Apimentário | Instinto Selvagem

 

Poucos filmes exerceram um fascínio libidinal como Instinto Selvagem. A fita fez bastante sucesso em seu lançamento, pois colocou Sharon Stone como um símbolo fetichista em thriller com ares de noir moderno. Dirigido por Paul Verhoeven, com roteiro de Joe Eszterhas (criador de outros gêneros de cunho sexual, como Invasão de Privacidade, Showgirls e Jade), o filme é um policial disfarçado de soft-porn.

A cena inicial exibe um ato sexual que se converte em um crime sanguinário. Durante a investigação do assassinato de um astro de rock, o detetive de polícia de São Francisco encarregado do caso, Nick Curran (Michael Douglas), tenta desvendar o mistério criminal. No intuito em obter informações mais apuradas sobre o caso, ele encontra a principal suspeita: Catherine Tramell (Sharon Stone), uma psicóloga bissexual e também escritora de livros, além de amante do cantor morto.

Ironicamente, o crime é idêntico ao que ela descreve em um de seus livros. Não é preciso muito para deduzir a trama estabelecida: Nick é atraído pela sensualidade de Catherine. Enquanto as investigações avançam, ele se envolve num jogo de manipulação e desejos que não consegue conter. É o estopim de um cenário psicológico que exibe facetas sexuais, num esquema de relação sádica e perversa.

O erotismo formata muito do argumento do filme. O roteiro centraliza o mistério criminal, com um suspense gradual de pequenas reviravoltas, só que o erotismo acaba por prevalecer em todo o formato cênico. O aspecto lascivo de Catherine é um caráter que a narrativa adota — é a típica fêmea que atrai todos os olhares, sendo de homens ou mulheres, dominando a todos com sua personalidade. A figura imponente e a voz de Stone ajudam nesse aspecto de caracterização.

A personagem impõe a sua sexualidade, que é demonstrada em diálogos provocativos; pelo comportamento sedutor ao flertar com os policiais que potencializam ainda mais sua dúbia personalidade; ou pelas atitudes maliciosas que transmite em cena. Tão sedutora, passa a ser parte fundamental na resolução do mistério do enredo. Será que ela esconde segredos obscuros? Seria uma psicopata que mata pessoas após trepar? São perguntas possíveis do público.

O que ela não oculta é seu poder de manipular os homens através da dominação — situação exposta na famosa sequência em que ela depõe aos policiais, descruza as pernas e revela estar sem calcinha, num poder visceral de sedução. A personagem brinca, abusa e flerta para se esquivar do interrogatório, desconcertando os homens em cena. O take tornou-se icônico, sendo o ápice do erotismo feminino do cinema da década de 1990.

A libido masculina também é expressa no aspecto viril de Nick, pois ele não consegue permanecer sem transar diariamente. Mantém um caso com a psicóloga Beth Garner (Jeanne Triplehorne), que tem prazer em ser sodomizada por ele em transas agressivas. A relação não aparenta ter amarras afetivas, só sexo casual, sem arrependimentos.

* * *

> Tarefas
1) Segundo a resenha sobre Instinto Selvagem, quem escreveu o roteiro do filme?
2) Continue a resenha sobre Instinto Selvagem a partir do ponto em que ela termina.

* * *

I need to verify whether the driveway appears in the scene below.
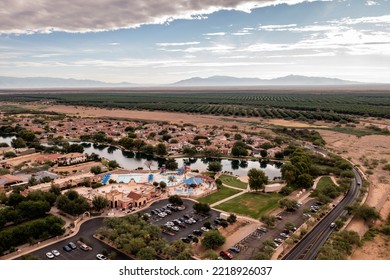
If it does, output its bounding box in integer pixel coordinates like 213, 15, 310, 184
22, 199, 220, 260
23, 218, 129, 260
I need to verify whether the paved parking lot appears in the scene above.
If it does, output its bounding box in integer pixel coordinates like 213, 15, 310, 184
233, 199, 315, 260
22, 199, 220, 260
141, 199, 220, 242
21, 218, 129, 260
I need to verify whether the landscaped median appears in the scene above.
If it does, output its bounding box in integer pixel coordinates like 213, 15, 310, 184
218, 174, 248, 190
215, 193, 283, 219
198, 186, 240, 205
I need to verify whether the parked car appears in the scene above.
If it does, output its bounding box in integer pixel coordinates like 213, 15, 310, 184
172, 226, 180, 232
279, 232, 288, 238
257, 227, 268, 232
80, 244, 92, 251
219, 251, 233, 260
96, 254, 107, 260
229, 247, 241, 253
187, 234, 195, 240
274, 238, 283, 243
51, 250, 61, 257
68, 242, 77, 250
200, 227, 209, 232
62, 245, 72, 252
193, 229, 203, 236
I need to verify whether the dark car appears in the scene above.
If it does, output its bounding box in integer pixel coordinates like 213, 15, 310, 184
68, 242, 77, 250
187, 234, 195, 240
193, 229, 203, 236
229, 247, 241, 253
62, 245, 72, 252
219, 251, 233, 260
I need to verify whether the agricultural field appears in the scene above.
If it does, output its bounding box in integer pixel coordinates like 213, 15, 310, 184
0, 89, 390, 122
215, 193, 283, 219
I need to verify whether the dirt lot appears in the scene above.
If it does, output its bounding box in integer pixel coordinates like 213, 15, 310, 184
320, 130, 390, 259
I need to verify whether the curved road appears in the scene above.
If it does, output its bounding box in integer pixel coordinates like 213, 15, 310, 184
283, 168, 363, 260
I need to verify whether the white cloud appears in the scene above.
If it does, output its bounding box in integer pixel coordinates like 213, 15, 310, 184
203, 32, 226, 36
366, 0, 380, 6
0, 0, 325, 34
156, 42, 200, 47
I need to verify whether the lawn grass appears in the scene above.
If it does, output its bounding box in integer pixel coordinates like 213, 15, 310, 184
198, 186, 240, 204
216, 193, 283, 219
219, 174, 247, 190
317, 176, 334, 188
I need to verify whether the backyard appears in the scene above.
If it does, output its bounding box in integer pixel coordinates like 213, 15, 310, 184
215, 193, 282, 219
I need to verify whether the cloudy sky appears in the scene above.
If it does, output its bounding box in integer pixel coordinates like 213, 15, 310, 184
0, 0, 390, 84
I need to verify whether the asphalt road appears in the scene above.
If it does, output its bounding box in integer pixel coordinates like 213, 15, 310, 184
141, 199, 220, 242
283, 169, 363, 260
234, 199, 315, 260
22, 218, 129, 260
20, 199, 220, 260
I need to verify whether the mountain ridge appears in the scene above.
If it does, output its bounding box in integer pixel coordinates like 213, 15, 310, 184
0, 75, 363, 89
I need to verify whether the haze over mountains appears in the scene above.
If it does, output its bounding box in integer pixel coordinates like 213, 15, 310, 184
0, 75, 360, 89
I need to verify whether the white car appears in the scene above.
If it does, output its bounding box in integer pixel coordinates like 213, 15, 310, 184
172, 226, 180, 231
96, 254, 107, 260
279, 232, 288, 238
46, 252, 54, 259
51, 250, 60, 257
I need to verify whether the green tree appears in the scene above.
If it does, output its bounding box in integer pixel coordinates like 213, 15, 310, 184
160, 181, 167, 192
234, 133, 242, 141
108, 160, 119, 170
260, 150, 268, 158
260, 215, 276, 227
192, 202, 211, 214
56, 190, 90, 216
353, 205, 380, 225
201, 230, 226, 249
279, 198, 297, 211
169, 195, 183, 206
202, 249, 218, 260
137, 246, 157, 260
11, 137, 27, 149
141, 144, 155, 155
232, 141, 250, 157
165, 158, 179, 170
207, 161, 222, 172
297, 173, 314, 189
92, 195, 109, 212
248, 168, 268, 191
156, 143, 168, 156
226, 214, 237, 224
91, 165, 102, 175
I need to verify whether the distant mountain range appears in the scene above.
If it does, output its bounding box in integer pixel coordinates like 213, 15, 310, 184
172, 75, 359, 87
0, 75, 360, 89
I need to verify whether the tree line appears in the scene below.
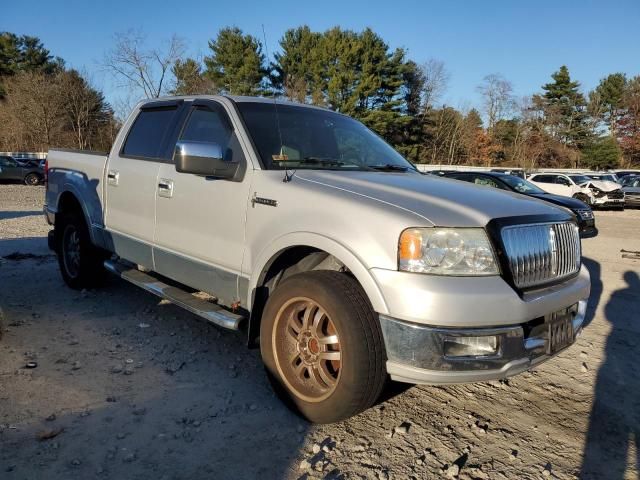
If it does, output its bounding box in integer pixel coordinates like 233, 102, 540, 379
0, 26, 640, 169
0, 32, 118, 151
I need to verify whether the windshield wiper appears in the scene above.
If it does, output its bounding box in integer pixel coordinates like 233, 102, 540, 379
274, 157, 344, 167
371, 163, 409, 172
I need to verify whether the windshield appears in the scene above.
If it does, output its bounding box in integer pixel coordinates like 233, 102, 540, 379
589, 175, 618, 183
500, 175, 546, 194
569, 175, 591, 185
237, 102, 416, 171
622, 177, 640, 187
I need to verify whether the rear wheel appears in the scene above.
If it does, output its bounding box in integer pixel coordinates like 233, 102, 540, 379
260, 271, 387, 423
24, 173, 41, 186
56, 213, 108, 290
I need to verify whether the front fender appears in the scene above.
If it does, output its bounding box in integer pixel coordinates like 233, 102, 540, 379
247, 232, 388, 314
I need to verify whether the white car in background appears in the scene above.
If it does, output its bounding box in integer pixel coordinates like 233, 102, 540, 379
585, 173, 622, 186
528, 172, 624, 208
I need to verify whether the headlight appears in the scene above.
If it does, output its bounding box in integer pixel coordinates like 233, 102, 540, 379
398, 228, 499, 276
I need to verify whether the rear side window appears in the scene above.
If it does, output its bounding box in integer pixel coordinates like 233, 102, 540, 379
122, 107, 176, 158
533, 175, 555, 183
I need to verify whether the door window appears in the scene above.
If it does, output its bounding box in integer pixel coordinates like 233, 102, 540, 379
0, 157, 18, 167
532, 175, 554, 183
122, 107, 176, 159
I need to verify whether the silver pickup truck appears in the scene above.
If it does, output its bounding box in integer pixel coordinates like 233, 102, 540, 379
45, 96, 590, 422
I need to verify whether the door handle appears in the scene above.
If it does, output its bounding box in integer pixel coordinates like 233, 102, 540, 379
107, 170, 120, 187
158, 178, 173, 198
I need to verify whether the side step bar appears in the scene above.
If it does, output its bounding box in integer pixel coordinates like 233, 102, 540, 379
104, 260, 244, 330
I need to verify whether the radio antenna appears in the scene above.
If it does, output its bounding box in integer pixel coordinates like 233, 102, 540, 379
262, 23, 296, 183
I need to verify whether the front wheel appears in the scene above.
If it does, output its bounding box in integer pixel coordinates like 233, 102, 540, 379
24, 173, 40, 186
260, 271, 387, 423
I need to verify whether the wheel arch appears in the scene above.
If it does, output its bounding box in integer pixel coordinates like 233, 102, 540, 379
247, 232, 388, 346
55, 189, 95, 244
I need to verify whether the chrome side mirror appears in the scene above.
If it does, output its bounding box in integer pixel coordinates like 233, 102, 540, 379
173, 140, 240, 178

* * *

> Resultados finais
1) Joe Eszterhas.

2)
Paul Verhoeven conduz sua direção quase como um soft-porn, com cenas sensuais embaladas pela trilha sonora de Jerry Goldsmith, com melodias que criam uma ideia de suspense e erotismo ao público. Nesta esfera de desejo que caracteriza a fita, há espaço para subtramas sobre alcoolismo, cicatrizes humanas e lesbianismo — Catherine envolve-se com mulheres que nutrem obsessão sexual e dependência afetiva, como a sua amante Roxy (Leilani Sarelle), que sente ciúme por conta do envolvimento dela com Nick.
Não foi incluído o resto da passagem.